╭─ ЦИТИРУЕМЫЙ ТЕКСТ
Шрифт:
Интервал:
Закладка:
26 мая пригласили Карякина на заседание горкома партии. Осуждали его все и гневно. Но больше всех распалилась секретарь горкома по идеологии Людмила Ивановна Шапошникова.
– Знаете, кто такой Карякин? Он – главный идеолог Театра на Таганке. А что он позволяет себе в публичных выступлениях! Таких, как он, надо отправлять в Караганду. Пусть там поработает учителем!
Тут Карякин не выдержал:
– Вы соображаете, что говорите? Учителем работать для вас – все равно что кайлом отбивать породу в лагерях. Можно и идейно невыдержанным? А сами-то вы знаете, что о вас говорят рабочие в Москве?
– А что, что могут обо мне говорить рабочие?
– Да то, что вы на своем месте Хрущеву… лизали, а теперь новому начальству лижете.
Главный «идеолог» Москвы пошла красными пятнами и сдавленным голосом прошипела:
– Товарищи, что он говорит, я всегда с линией партии, я всегда с линией партии!
Исключили его единогласно по двум пунктам: за беспрецедентно грубое поведение на горкоме партии; за идеологически неверное выступление на вечере памяти Платонова.
Однако дело с исключением затянулось. Назначили ему «партийную следовательницу», которая пыталась «найти общий язык». Сначала предложила написать статью против Солженицына. Отказался.
– Ну, тогда напишите о Чехословакии, против чешских ревизионистов.
Он в ответ валяет дурака.
– Тут вот какая закавыка. Вот жена у меня занимается Латинской Америкой, а там двадцать две страны. И я над ней посмеиваюсь. А мне, чтобы узнать одну страну Чехословакию, надо долго разбираться.
– Вы что, издеваетесь?
Готовившим в горкоме документы на исключение Карякина из партии не удалось получить согласие «треугольника» (партком, местком, администрация) в Институте международного рабочего движения, где он работал.
А в институте уперся зампредседателя профкома Владимир Илюшенко: наотрез отказался подписывать документы об увольнении его с работы. «Тройка» не сработала.
Дом наш на какое-то время превратился в своеобразный «штаб поддержки и сопротивления». Приходили писатели. Помню хорошо Борщаговского, который организовал письмо писателей в защиту Карякина в Отдел культуры ЦК КПСС. Пришла секретарь директора института Аза и заверила Юру, что в институте все за него. Однажды пришел совсем новый для нас человек Аскольдов, которому друзья посоветовали обратиться к Карякину. У него, мол, есть друзья в аппарате ЦК, может, что-нибудь придумает. Саша – он стал потом нашим другом – рассказал о своем деле: снял фильм «Комиссар» по мотивам рассказа Гроссмана «В городе Бердичеве». Дипломная работа на Высших режиссерских курсах. Фильм запретили, положили на полку, да еще уволили со студии со штампом в трудовой книжке «профессионально непригоден». А потом исключили из партии.
╰─
╭─ ЗАПИСАННЫЕ ДАННЫЕ
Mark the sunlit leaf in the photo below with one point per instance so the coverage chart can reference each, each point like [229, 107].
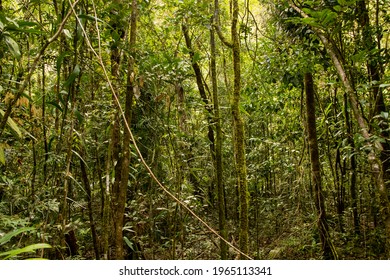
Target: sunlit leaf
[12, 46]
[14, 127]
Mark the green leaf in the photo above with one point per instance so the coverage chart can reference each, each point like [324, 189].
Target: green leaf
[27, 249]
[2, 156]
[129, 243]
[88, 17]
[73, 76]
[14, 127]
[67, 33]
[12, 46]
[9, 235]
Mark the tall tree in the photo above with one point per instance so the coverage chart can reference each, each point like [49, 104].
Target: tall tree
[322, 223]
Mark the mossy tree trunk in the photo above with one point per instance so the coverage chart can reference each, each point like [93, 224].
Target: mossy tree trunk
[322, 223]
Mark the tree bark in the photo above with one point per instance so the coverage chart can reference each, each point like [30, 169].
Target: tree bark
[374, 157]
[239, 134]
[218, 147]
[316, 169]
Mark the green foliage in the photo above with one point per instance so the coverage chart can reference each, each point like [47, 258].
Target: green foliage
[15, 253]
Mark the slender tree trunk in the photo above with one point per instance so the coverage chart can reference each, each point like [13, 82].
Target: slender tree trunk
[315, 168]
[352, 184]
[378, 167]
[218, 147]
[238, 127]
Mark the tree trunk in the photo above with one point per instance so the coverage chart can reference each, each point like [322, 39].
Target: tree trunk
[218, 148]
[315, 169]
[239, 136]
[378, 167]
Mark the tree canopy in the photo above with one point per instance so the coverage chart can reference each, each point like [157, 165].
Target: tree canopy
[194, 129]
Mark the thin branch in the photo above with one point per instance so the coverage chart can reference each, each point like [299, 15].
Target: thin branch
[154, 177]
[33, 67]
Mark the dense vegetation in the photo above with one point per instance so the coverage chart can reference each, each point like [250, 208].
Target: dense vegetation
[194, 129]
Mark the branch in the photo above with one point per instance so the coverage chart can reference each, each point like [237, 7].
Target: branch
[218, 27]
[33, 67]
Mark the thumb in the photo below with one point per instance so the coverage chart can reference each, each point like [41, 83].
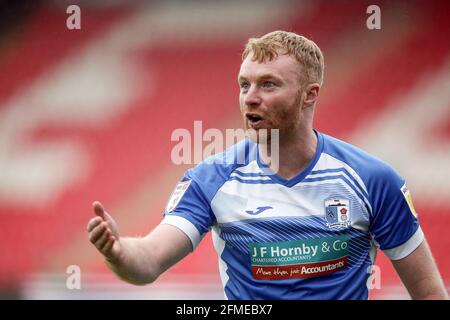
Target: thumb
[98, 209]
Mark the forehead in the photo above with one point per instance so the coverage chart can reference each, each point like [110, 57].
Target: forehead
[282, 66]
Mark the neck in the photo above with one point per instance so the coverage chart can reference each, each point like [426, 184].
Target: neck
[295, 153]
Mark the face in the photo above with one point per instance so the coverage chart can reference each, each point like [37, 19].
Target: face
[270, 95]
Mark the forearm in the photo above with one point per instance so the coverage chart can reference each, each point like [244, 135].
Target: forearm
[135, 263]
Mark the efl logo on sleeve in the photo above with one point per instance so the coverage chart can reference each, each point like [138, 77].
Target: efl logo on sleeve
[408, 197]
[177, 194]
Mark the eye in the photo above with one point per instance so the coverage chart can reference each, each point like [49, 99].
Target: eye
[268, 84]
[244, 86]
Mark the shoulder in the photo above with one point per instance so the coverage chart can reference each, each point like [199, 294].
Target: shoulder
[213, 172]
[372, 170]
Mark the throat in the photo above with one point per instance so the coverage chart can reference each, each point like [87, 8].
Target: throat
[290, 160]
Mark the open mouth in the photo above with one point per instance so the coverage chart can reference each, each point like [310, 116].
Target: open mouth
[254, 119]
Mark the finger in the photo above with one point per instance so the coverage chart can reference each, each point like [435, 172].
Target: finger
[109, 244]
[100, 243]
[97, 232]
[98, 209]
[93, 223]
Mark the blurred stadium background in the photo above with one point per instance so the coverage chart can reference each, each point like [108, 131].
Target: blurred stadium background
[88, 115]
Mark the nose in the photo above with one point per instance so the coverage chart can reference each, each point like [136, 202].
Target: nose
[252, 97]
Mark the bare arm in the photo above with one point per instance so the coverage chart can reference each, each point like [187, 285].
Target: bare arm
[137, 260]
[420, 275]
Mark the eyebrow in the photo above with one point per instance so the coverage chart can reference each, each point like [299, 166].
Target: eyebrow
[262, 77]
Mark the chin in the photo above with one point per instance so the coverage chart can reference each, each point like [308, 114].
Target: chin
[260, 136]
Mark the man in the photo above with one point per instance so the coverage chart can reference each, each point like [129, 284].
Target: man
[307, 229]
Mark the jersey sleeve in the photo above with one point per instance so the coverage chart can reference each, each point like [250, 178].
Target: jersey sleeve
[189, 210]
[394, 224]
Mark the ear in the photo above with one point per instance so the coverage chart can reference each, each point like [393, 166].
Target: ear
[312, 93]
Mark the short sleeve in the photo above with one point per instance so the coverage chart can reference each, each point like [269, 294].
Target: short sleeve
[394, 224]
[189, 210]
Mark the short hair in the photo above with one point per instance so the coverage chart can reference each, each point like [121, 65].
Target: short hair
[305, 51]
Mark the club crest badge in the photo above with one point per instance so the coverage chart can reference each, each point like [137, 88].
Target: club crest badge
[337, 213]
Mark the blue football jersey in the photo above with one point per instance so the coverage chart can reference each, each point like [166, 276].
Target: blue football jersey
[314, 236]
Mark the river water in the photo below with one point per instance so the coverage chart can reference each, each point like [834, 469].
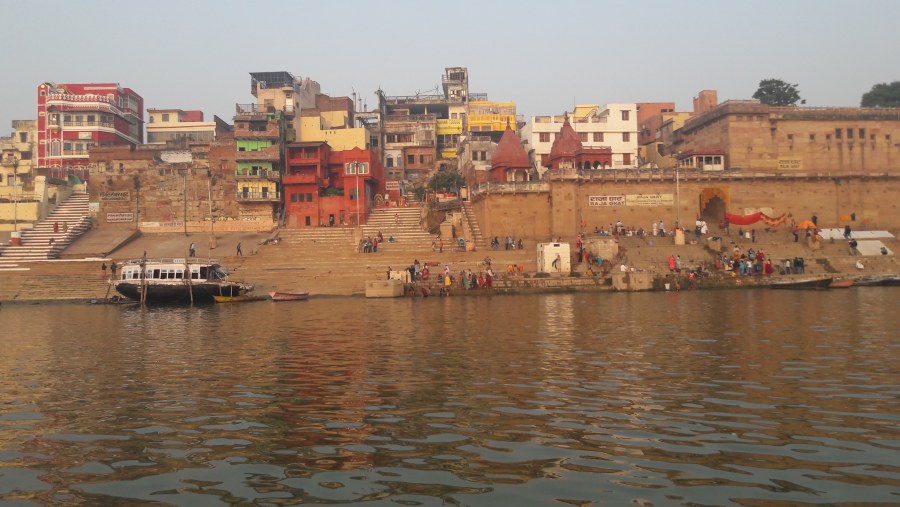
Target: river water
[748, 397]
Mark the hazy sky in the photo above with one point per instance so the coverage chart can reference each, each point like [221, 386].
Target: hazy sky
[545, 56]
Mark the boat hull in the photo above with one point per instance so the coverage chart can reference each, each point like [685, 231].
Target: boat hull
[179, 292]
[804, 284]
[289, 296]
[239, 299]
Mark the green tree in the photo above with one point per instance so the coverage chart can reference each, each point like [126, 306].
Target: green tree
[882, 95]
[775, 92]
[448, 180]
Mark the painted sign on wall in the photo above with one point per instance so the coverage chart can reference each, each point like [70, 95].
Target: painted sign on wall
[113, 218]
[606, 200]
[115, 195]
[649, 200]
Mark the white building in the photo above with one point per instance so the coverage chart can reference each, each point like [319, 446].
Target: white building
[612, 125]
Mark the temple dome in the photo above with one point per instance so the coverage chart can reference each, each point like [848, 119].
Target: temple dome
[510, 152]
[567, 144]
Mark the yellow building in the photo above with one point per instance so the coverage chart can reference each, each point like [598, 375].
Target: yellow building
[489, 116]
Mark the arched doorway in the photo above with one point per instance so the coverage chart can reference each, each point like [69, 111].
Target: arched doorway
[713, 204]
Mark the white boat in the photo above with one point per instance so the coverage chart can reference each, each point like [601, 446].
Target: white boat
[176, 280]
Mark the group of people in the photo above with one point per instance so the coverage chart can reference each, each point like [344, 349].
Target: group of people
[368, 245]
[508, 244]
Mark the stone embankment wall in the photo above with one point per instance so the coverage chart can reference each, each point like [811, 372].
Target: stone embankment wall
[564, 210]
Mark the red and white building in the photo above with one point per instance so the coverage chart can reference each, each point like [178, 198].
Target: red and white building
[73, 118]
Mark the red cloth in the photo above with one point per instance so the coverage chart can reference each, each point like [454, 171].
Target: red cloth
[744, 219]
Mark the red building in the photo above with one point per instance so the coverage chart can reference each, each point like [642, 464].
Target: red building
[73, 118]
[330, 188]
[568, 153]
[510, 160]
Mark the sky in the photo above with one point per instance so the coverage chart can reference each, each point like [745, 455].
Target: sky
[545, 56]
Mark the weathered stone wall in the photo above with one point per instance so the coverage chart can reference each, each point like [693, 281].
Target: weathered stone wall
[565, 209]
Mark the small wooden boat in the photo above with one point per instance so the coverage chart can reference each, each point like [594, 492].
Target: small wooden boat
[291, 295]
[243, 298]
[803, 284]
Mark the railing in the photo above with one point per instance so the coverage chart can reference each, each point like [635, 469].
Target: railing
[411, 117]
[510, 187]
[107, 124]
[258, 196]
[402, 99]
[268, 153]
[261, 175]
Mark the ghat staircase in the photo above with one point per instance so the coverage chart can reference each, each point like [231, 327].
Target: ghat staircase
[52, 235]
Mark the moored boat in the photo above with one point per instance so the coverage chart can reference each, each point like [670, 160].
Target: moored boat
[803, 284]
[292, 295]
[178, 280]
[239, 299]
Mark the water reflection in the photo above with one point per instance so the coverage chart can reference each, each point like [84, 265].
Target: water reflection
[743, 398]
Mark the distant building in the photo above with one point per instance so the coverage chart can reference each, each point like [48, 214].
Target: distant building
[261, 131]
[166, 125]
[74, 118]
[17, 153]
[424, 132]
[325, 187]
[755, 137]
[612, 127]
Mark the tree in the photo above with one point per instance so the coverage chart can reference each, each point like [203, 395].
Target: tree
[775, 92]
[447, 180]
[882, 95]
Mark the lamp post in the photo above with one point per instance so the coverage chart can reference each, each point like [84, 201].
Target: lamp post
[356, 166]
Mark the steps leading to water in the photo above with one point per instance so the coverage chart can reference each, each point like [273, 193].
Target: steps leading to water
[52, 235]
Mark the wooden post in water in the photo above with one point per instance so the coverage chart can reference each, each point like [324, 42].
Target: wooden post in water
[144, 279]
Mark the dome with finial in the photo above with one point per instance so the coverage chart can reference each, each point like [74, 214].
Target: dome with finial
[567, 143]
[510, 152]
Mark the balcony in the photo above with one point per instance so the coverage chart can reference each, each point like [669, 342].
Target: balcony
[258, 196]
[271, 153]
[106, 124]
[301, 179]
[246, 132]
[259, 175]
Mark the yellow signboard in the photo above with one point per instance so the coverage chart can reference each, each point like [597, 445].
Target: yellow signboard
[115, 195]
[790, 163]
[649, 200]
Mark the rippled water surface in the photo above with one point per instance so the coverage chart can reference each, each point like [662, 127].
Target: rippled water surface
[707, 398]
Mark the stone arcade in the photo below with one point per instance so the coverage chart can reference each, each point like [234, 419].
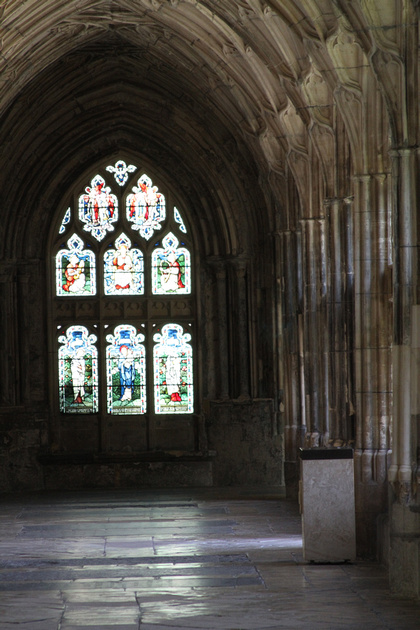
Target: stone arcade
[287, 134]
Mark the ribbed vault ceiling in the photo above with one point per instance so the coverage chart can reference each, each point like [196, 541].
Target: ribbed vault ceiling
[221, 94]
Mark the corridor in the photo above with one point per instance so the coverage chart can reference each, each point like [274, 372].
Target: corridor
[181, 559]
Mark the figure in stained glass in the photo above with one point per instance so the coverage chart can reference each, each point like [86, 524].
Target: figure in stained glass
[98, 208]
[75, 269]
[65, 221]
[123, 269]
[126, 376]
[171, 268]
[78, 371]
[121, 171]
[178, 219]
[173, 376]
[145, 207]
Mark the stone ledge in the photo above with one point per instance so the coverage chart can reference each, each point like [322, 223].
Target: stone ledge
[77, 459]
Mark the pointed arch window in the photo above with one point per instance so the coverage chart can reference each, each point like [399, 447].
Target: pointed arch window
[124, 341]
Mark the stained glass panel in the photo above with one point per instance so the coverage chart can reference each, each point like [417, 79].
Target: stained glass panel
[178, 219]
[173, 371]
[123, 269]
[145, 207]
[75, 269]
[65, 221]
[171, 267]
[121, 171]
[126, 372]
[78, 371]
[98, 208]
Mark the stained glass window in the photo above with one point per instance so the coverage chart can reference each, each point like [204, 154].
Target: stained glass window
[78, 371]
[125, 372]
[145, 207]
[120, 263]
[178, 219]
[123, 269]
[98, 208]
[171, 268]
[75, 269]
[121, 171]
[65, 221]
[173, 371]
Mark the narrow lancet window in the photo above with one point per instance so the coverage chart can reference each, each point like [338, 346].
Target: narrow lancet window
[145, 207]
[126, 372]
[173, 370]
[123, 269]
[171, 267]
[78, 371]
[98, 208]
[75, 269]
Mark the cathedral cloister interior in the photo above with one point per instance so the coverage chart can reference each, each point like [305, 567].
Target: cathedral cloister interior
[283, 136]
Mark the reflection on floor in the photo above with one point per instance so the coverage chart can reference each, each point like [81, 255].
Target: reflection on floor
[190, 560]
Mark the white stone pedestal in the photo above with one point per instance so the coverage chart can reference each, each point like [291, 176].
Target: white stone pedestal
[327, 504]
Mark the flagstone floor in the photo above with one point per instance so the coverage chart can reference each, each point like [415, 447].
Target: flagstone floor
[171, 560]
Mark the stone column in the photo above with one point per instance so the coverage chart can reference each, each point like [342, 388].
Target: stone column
╰─
СУТЬ ЗАДАНИЯ A:
Ответьте на вопросы по отрывку об исключении Карякина из партии:
(i) Какую должность в горкоме занимала Людмила Ивановна Шапошникова?
(ii) Против кого партийная следовательница сначала предложила Карякину написать статью?
(iii) Как назывался фильм Аскольдова и по какому рассказу он был снят?
СУТЬ ЗАДАНИЯ B:
Продолжите отрывок об исключении Карякина из партии, начав сразу после его последнего предложения.

ОТВЕТ A:
(i) Секретарь горкома по идеологии.
(ii) Против Солженицына.
(iii) «Комиссар», по мотивам рассказа Гроссмана «В городе Бердичеве».

ОТВЕТ B:
Собственно, в 1968 году, после ввода наших войск в Чехословакию, покатилась волна исключений из партии «инакомыслящих» творческих людей. А ведь в те годы исключение из партии означало автоматически увольнение с работы и получение «волчьего билета».
Помнится, такая угроза нависла над журналистом и писателем Григорием Свирским. Он прошел войну военным корреспондентом, в начале 1960-х годов написал роман «Ленинский проспект», вызвавший дискуссии, много выступал с критикой советской действительности. Свирский пришел к Карякину посоветоваться. А Юра сказал ему с юмором и почти нежно: «Дорогой мой, тебе с твоим рубильником лучше вообще не соваться в эту стаю антисемитов». Григорий так и сделал. При первой возможности в 1972 году эмигрировал в Израиль, потом уехал в Канаду. Жив-здоров по сей день.
Осенью неожиданно раздался звонок: Карякина вызвали к самому председателю Комиссии партийного контроля при ЦК КПСС Арвиду Яновичу Пельше. Потом мы узнали, что А. С. Черняев, оказавшись однажды в одном самолете с Пельше, попросил за Юру, поручившись за его честность и порядочность.
Надо идти в ЦК, а у Карякина фингал под глазом, и он с похмелья. Накануне много пил, как и вообще в то лето. Привычно тональным кремом замазываю фингал и советую дышать в сторону. Он, как потом мне рассказал, поначалу старался дышать в сторону, а потом вдруг учуял знакомый «перегар», идущий от собеседника. Это как-то упростило дело. Стало возможным не точто говорить на равных, но вдруг почувствовал, что он во всем прав.
Встреча с Пельше прошла идеально.
– Вот вы дружите с Солженицыным. А не знаете, каков он на самом деле. А мы знаем.
Карякин в ответ после долгой паузы:
– Согласен с вами: исключить Карякина из партии за то, что вы всё знали о Солженицыне, а он не знал.
– Ну и хитрец вы!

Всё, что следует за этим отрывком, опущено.